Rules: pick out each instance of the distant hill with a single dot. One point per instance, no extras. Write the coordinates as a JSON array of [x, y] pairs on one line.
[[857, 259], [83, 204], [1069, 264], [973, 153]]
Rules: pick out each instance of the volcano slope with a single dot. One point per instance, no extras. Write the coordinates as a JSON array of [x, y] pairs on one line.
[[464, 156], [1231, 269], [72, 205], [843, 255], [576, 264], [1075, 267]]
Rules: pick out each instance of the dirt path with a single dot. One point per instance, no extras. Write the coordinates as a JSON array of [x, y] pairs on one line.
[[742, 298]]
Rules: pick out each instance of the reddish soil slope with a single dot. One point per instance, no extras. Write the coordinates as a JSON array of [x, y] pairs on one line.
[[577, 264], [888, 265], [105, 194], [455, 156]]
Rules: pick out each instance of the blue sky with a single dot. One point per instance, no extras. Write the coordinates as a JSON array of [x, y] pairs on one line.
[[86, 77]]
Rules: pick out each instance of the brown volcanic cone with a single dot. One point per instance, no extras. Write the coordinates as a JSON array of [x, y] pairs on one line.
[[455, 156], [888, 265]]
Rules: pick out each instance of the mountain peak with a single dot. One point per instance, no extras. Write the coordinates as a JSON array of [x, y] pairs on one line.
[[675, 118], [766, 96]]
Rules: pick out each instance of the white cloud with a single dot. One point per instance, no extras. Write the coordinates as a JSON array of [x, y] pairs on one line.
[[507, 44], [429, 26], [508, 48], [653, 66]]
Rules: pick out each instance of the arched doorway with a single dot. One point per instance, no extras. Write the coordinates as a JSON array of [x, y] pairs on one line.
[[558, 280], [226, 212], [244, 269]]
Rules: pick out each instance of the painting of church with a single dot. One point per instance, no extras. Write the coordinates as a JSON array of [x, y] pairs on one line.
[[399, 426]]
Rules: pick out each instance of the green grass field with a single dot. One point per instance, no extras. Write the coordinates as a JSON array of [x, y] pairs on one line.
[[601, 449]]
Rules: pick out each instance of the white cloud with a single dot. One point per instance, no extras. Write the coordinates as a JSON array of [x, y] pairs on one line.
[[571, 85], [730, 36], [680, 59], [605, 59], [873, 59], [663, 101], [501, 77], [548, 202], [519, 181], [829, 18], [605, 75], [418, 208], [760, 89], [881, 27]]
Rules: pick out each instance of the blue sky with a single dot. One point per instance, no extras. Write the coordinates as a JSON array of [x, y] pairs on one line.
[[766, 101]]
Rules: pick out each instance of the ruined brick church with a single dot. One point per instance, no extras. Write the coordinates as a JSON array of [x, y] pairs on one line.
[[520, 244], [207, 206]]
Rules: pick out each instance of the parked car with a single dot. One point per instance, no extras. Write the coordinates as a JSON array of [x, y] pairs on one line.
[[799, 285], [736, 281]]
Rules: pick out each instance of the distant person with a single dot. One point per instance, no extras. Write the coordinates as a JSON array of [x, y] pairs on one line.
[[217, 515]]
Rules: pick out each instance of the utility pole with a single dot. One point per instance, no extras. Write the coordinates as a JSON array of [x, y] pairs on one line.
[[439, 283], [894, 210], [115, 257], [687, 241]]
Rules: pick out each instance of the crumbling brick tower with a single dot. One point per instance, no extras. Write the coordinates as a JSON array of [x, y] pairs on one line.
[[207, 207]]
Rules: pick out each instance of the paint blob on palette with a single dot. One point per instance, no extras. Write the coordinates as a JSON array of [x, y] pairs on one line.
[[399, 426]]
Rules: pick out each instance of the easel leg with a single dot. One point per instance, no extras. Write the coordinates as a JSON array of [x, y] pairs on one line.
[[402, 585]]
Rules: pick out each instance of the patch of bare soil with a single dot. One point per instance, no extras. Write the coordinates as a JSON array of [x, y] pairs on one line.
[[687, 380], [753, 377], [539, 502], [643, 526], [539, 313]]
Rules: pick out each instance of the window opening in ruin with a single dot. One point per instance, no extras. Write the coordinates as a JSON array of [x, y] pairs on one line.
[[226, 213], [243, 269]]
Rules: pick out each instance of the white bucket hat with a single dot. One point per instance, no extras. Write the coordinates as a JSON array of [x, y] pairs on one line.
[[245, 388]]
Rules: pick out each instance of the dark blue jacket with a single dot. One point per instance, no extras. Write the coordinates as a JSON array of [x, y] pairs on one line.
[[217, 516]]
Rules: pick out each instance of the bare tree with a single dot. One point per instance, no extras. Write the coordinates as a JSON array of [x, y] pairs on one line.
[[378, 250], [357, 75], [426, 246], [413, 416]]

__________

=== Task details ===
Would you please reproduce all of the lines above exactly?

=== Result of the exercise ===
Rules: pick out each instance of the distant hill with a single dot. One point per instance, no extras. Write the coordinates as a JSON array of [x, y] pairs on one line.
[[857, 259], [83, 204], [1069, 264], [973, 153]]
Rules: pick out each instance of the volcano slope with a single dot. One point per instance, no extras. Write the coordinates as a JSON array of [x, y] pairs on one line.
[[464, 156], [1231, 269], [72, 205], [843, 255], [576, 264], [1075, 267]]
Rules: pick out each instance of the dirt path with a single dot. One point per instance, no extras. Write the coordinates as a JSON array of [x, y] pairs on one line.
[[742, 298]]
Rules: pick out each instance of the reddish soil slope with a single dot. One point per instance, no extras. Write the coordinates as a JSON array of [x, y] pairs on one line.
[[577, 264], [888, 265], [105, 194], [455, 156]]
Rules: pick out each instance of the blue sky with a single dot. One point per instance, no extras. Write the coordinates as a JSON array of [x, y] pairs on one line.
[[86, 77]]
Rules: pick out each instance of the brown volcanic cone with a single dot. One point per instance, no extras. Write the coordinates as a JSON array of [x, y] pairs on one line.
[[455, 156], [888, 265]]
Rules: pick out each instance of the mountain peak with a single dot. One point per instance, no extras. Write the coordinates as a JSON array of [x, y] pairs on one line.
[[675, 118], [766, 96]]
Rules: pick out each instance of the white cloud with a single dot. One point per instance, no extras. Write the coordinates as a JSON array of [x, y] pairs on one line.
[[507, 44], [429, 26], [508, 48], [653, 66]]
Rules: pick out each instance of the arched doorway with a single dot. One point per instance, no extras. Write the coordinates as a JSON array of [x, y] pairs on one line.
[[558, 280], [226, 212], [244, 269]]
Rules: pick out each instance of the painting of church with a single dot. One point per instance, no extras. Write the coordinates as a JSON array of [x, y] pairs on one line.
[[399, 426]]
Rules: pick out each instance of the green grass field with a single dot. One point per instance, no extras. Write the coordinates as a JSON array of [x, y] pairs on one line.
[[601, 449]]
Rules: pick out each instance of the white cloud with a single dot. One point per instance, no extras. Write the coordinates as a JSON array of [x, y] pairs on one line.
[[571, 85], [730, 36], [680, 59], [605, 59], [873, 59], [663, 101], [501, 77], [548, 202], [519, 181], [829, 18], [605, 75], [418, 208], [760, 89], [881, 27]]
Rules: pick out each instance of the blue sky with a single dot. One point per instance, no extras. Write the coordinates as a JSON array of [x, y] pairs on one line.
[[766, 101]]
Rules: pick out each instance of the ruined brick church with a single dot. One point per instance, no extras. Write the coordinates as a JSON array of [x, y] pairs on one line.
[[520, 244], [207, 206]]
Rules: pick out each instance of the parked car with a single dot. One point per instance, no extras. Write the coordinates as a JSON array of [x, y] pairs on one line.
[[799, 285], [736, 281]]
Rules: pick out each instance of the distant person with a single dot. One point per instance, no extras. Write the coordinates as a JSON array of [x, y] pairs on one line.
[[217, 515]]
Rules: pick out each instance of the utility pole with a single dot. One point per instance, no extras. Write the coordinates as a JSON array of [x, y] pairs on one line.
[[439, 283], [894, 210], [115, 257], [687, 241]]
Rules: pick out each instance of the crumbling brick tower with a single dot. One point per instance, no extras. Write the coordinates as a JSON array of [x, y] pairs on one line.
[[207, 207]]
Rules: pick out each instance of the paint blob on palette with a single dot. One point per instance, no extras. Write the coordinates as a JSON array of [x, y] pairs on one line.
[[399, 426]]
Rules: pick out each instance of the easel leg with a single dot. One point per instance, no extras. Write the coordinates as a JSON array of [x, y] pairs on one line.
[[402, 585]]
Rules: pick out each instance of the patch of bare soil with a single dot. One point per instance, no extras. Write the coordinates as a JSON array of [x, y] pairs on one line.
[[687, 380], [753, 377], [539, 502], [643, 526], [539, 313]]
Rules: pick out each instance of the window opening in ruin with a single dot. One point per instance, no extras. Write the coordinates as a JSON array of [x, y] pairs on one line.
[[226, 213], [243, 269]]
Rules: pick out each instance of the white bucket hat with a single dot. One point per instance, no extras. Write the coordinates as a JSON array of [x, y] pairs on one line.
[[245, 388]]
Rules: pick out each instance of the dark blue jacket with a single dot. One point per instance, no extras. Write the coordinates as a JSON array of [x, y] pairs on one line.
[[217, 516]]
Rules: pick out each instance of the bare tree with a single dot. One point per instance, no extras. Write the coordinates as a JSON array of [x, y] pairs on one line.
[[378, 250], [357, 75], [426, 246], [413, 416]]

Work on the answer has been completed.